Passage
See Your Dexcom G6 Data on Your Garmin Watch
By Andrew Briskin
Dexcom and Garmin now offer a way to see your glucose levels and trends on your compatible Garmin smartwatch or cycling computer. Don Muchow, a seasoned extreme endurance athlete with type 1 diabetes, shares his experience with this new feature.
In the era of continuous glucose monitors (CGM) and smart devices, one of the key challenges in diabetes technology has been improving the way devices work seamlessly with each other and making it easy to view your glucose data. For users of a Dexcom CGM, this challenge may become a thing of the past.
In July 2021, the FDA approved Dexcom’s partner APIs, or application programming interfaces. This means that third-party devices and app developers can integrate real-time Dexcom CGM data into their apps and devices.
The first company to take advantage of this newly expanded data ecosystem is Garmin, which made the Dexcom app available on Oct. 13 through the Garmin Connect IQ store. “Our idea around partnering with Garmin is to amplify the value of Dexcom CGM data,” said Jake Leach, Chief Technology Officer at Dexcom.
Garmin users can now view their real-time glucose levels, trend direction, and three-hour glucose history while staying active, without having to look at their smartphone or separate Dexcom reader. Users will still have to keep their smartphone within Bluetooth range of the Garmin device to view CGM data. And for cyclists, triathletes, or other aspiring endurance athletes, the new compatibility is a reminder that with the right technology and support, diabetes should never be a limitation towards achieving your goals. For proof of that, read Ezra Ward-Packard’s article, “The Thrill of the Ride: Bike Racing with Diabetes."
The FDA approval of Dexcom partner APIs supports the expanded use of glucose data in the lives of people with diabetes, allowing people to more easily use their data to make daily decisions. “APIs significantly expand the way that CGM data can be used to reduce the burden of diabetes,” said Lane Desborough, CEO of Nudge BG, a company developing an automated insulin delivery (AID) algorithm to reduce the burden of insulin dosing and carb counting. He is also the father of a child with type 1 diabetes. “This can happen in a real-time context for yourself or a loved one, or to get decision support remotely from a clinician.”

Assignment
Write the next part of the article about viewing Dexcom G6 glucose data on Garmin devices, beginning right after its final paragraph.

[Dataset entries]
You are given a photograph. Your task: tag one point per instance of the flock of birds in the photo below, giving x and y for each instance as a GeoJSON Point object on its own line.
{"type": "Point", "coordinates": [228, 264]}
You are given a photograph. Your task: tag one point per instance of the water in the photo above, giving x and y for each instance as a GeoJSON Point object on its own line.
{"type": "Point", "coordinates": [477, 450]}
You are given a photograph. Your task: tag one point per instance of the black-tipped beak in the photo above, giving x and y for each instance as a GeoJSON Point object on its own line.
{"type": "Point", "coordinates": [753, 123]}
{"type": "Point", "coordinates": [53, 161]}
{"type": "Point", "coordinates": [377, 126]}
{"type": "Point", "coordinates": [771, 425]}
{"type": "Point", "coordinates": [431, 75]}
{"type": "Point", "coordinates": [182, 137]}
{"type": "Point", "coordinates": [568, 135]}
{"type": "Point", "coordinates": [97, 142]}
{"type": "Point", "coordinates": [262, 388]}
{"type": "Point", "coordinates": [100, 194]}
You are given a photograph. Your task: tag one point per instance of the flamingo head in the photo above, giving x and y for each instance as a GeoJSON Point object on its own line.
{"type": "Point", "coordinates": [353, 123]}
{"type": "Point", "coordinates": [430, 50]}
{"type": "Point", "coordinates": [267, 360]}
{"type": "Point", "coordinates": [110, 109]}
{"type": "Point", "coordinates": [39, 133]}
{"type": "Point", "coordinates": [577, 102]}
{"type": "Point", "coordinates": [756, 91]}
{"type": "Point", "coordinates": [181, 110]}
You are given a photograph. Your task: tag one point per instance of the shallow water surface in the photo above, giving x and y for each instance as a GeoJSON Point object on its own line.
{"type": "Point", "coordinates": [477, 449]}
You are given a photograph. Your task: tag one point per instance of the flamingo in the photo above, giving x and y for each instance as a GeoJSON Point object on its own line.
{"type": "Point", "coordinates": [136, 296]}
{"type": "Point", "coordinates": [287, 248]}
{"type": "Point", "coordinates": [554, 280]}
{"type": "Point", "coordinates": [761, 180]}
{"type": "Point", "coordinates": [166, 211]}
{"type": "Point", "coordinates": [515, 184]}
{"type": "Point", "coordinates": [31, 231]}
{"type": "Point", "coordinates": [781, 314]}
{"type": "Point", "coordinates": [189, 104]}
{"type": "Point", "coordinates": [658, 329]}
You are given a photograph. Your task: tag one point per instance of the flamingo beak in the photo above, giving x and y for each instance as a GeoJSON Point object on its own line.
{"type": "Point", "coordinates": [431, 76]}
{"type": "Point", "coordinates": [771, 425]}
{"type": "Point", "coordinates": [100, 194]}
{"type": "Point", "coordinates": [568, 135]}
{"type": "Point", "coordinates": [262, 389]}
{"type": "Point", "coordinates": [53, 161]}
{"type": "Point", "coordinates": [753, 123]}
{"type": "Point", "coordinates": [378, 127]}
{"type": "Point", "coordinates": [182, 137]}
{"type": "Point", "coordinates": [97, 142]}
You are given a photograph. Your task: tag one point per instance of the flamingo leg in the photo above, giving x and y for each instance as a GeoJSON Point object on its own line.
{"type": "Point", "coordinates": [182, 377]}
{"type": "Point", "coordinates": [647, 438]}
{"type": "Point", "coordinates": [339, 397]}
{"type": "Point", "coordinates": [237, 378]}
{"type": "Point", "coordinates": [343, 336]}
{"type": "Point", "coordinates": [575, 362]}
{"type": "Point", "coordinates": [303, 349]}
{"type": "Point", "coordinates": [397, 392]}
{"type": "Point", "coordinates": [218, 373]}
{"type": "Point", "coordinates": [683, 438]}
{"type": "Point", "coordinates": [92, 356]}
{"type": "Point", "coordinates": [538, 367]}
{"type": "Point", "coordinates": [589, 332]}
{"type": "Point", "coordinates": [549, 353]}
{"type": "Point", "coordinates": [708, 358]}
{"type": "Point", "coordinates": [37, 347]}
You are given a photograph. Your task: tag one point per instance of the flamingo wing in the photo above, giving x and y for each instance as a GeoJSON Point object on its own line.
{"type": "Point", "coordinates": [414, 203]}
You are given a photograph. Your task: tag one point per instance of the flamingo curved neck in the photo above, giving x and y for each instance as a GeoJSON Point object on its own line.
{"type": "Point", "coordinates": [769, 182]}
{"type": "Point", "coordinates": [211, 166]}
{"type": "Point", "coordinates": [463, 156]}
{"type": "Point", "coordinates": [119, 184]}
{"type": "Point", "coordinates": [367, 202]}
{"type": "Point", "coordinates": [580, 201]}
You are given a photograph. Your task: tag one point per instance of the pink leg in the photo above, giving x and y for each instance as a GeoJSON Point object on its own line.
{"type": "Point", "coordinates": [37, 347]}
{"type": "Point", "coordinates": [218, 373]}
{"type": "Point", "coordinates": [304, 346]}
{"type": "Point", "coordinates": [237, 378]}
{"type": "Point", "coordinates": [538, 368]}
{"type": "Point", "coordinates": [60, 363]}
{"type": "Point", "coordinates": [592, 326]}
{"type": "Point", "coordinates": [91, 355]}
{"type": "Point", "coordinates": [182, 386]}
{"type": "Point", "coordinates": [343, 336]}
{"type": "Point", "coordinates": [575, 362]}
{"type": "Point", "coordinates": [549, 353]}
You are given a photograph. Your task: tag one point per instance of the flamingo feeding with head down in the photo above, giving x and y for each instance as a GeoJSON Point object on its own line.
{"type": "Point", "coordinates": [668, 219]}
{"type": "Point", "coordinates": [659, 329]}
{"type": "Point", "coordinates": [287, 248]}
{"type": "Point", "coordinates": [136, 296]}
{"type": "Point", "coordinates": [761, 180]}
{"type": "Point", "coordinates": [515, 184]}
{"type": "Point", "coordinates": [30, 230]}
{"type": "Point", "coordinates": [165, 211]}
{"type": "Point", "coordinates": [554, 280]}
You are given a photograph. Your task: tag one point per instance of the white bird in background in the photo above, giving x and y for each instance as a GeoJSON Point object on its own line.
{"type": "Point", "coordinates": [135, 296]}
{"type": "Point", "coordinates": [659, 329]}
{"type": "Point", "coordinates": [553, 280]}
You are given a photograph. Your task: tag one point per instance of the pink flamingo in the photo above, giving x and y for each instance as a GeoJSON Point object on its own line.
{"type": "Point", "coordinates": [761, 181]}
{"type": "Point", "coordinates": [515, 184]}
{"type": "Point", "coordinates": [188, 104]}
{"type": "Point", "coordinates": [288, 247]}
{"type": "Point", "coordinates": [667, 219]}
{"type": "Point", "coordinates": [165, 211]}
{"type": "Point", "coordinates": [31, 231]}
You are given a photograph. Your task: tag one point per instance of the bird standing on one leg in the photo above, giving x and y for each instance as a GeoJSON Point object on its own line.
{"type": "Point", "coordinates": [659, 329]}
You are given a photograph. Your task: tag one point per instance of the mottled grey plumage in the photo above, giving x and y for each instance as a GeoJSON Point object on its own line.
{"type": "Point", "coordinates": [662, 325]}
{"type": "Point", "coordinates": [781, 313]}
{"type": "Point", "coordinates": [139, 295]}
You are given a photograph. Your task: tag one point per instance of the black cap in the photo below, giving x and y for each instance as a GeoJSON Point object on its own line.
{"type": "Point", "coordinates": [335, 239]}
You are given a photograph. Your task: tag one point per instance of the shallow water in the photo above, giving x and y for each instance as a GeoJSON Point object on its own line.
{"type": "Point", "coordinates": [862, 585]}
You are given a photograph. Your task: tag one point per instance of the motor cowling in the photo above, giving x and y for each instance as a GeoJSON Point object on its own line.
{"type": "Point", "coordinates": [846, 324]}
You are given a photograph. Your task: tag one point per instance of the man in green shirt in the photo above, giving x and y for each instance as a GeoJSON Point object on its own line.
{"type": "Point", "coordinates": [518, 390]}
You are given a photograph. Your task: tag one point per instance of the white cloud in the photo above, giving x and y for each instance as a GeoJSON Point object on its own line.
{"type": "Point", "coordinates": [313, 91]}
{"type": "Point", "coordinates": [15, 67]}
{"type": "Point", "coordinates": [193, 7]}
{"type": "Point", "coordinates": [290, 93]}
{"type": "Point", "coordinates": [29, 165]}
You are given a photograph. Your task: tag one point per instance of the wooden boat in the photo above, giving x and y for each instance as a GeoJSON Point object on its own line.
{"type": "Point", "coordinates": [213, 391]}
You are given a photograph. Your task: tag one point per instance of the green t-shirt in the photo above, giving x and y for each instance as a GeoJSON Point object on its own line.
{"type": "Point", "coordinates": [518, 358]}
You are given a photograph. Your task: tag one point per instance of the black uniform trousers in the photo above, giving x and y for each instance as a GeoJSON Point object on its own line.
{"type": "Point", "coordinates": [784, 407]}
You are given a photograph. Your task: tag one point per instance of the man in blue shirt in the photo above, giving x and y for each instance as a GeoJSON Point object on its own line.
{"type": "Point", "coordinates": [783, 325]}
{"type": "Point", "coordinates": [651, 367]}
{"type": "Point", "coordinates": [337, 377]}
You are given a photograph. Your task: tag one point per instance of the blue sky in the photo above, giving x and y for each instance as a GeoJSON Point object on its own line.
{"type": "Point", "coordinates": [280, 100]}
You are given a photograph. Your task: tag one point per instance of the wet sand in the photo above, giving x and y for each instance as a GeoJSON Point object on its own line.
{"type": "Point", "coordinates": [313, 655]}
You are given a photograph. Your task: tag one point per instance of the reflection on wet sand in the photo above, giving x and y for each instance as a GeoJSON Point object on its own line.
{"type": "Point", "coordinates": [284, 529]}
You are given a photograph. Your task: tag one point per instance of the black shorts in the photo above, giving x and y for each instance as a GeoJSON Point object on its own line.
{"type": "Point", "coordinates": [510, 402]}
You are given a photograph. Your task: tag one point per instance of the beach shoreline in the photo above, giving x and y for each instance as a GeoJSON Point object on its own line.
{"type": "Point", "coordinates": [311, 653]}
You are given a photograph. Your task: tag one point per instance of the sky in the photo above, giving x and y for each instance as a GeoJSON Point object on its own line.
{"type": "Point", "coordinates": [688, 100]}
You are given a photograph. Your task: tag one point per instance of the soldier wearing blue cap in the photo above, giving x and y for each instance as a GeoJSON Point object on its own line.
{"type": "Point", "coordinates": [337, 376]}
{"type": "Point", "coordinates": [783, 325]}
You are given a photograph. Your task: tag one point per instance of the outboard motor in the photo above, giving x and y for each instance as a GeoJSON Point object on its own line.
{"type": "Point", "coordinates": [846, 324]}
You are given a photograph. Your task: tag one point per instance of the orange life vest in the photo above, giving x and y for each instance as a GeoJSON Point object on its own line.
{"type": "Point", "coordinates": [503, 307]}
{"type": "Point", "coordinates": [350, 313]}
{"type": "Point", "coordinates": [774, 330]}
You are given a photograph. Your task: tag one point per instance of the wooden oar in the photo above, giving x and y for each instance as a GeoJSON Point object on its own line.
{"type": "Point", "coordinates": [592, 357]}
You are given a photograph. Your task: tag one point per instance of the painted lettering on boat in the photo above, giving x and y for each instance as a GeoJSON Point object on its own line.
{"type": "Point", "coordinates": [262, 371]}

Answer to the problem
Prior to July, these third-party apps and devices were only authorized to receive retrospective CGM data. “The switch to real-time CGM is consistent with our goal of empowering users to get their glucose data in as simple and conveniently accessible a way as possible,” said Leach. “We’ve had a lot of partners use our retrospective CGM data in the past, but they will now be able to display real time data, which is a big win. The connectivity of Dexcom devices also makes remote care much more of a reality, allowing doctors to log in and see their patient’s data.”
We asked Dexcom to connect us to an early user of its new app on a Garmin Smartwatch and they suggested we talk with Don Muchow, an endurance athlete sponsored by Dexcom and Garmin who has had type 1 diabetes for 49 years. He shared some of his impressions on how the app is helping him train for an upcoming 12.5 mile swim around Key West, Florida. He has accomplished several endurance feats such as running “Mouse2Mouse” from Disneyland to Disney World (over 2,800 miles) and completing Iron Man triathlons and 50k runs across the US.
“I had some concerns that during my swim workouts, there would be some issues with Bluetooth transmitting through the water,” he said. “I was able to adjust the on-screen display and view my glucose readings without having to stop my workout. The connection to my CGM stayed intact and I could move the display on my watch like moving windows around on a computer.”
The corporate partnership is particularly meaningful for endurance athletes with diabetes who use these devices, Muchow said.
“A lot of us struggle with high blood sugars when our CGM disconnects mid-race or mid-workout,” he said. “Before I could see my readings easily and adjust my basal rates, I would set a rate and if it was wrong, I would have to eat more or less to compensate. However, this could slow me down, since I had to make extra stops to eat and check my sugars. I like that I can now catch things while they’re happening. Without seeing this data real-time on my wrist, [it was] essentially guesswork.”
Users can download the Dexcom app directly onto their Garmin device through the Connect IQ app store. “Awareness of the value of CGM is important to increase access and CGM use, so the more awareness brought forth by companies like Garmin, the better,” said Leach.
In the future, Desborough hopes that partnerships like this continue to form, giving individuals greater control over their diabetes data. “It is my disease, my data, and I should be able to choose what I do with it and where that data goes,” he said. “I am very encouraged by the API and hope that Dexcom will broaden access to this, ultimately reaching individual people with diabetes.”
For more information about the Dexcom CGM, check out our continuous glucose monitor resource page here.
Editor's note: This article has been updated to reflect the fact that Garmin devices must still be connected via Bluetooth to a smartphone in order to display Dexcom CGM data.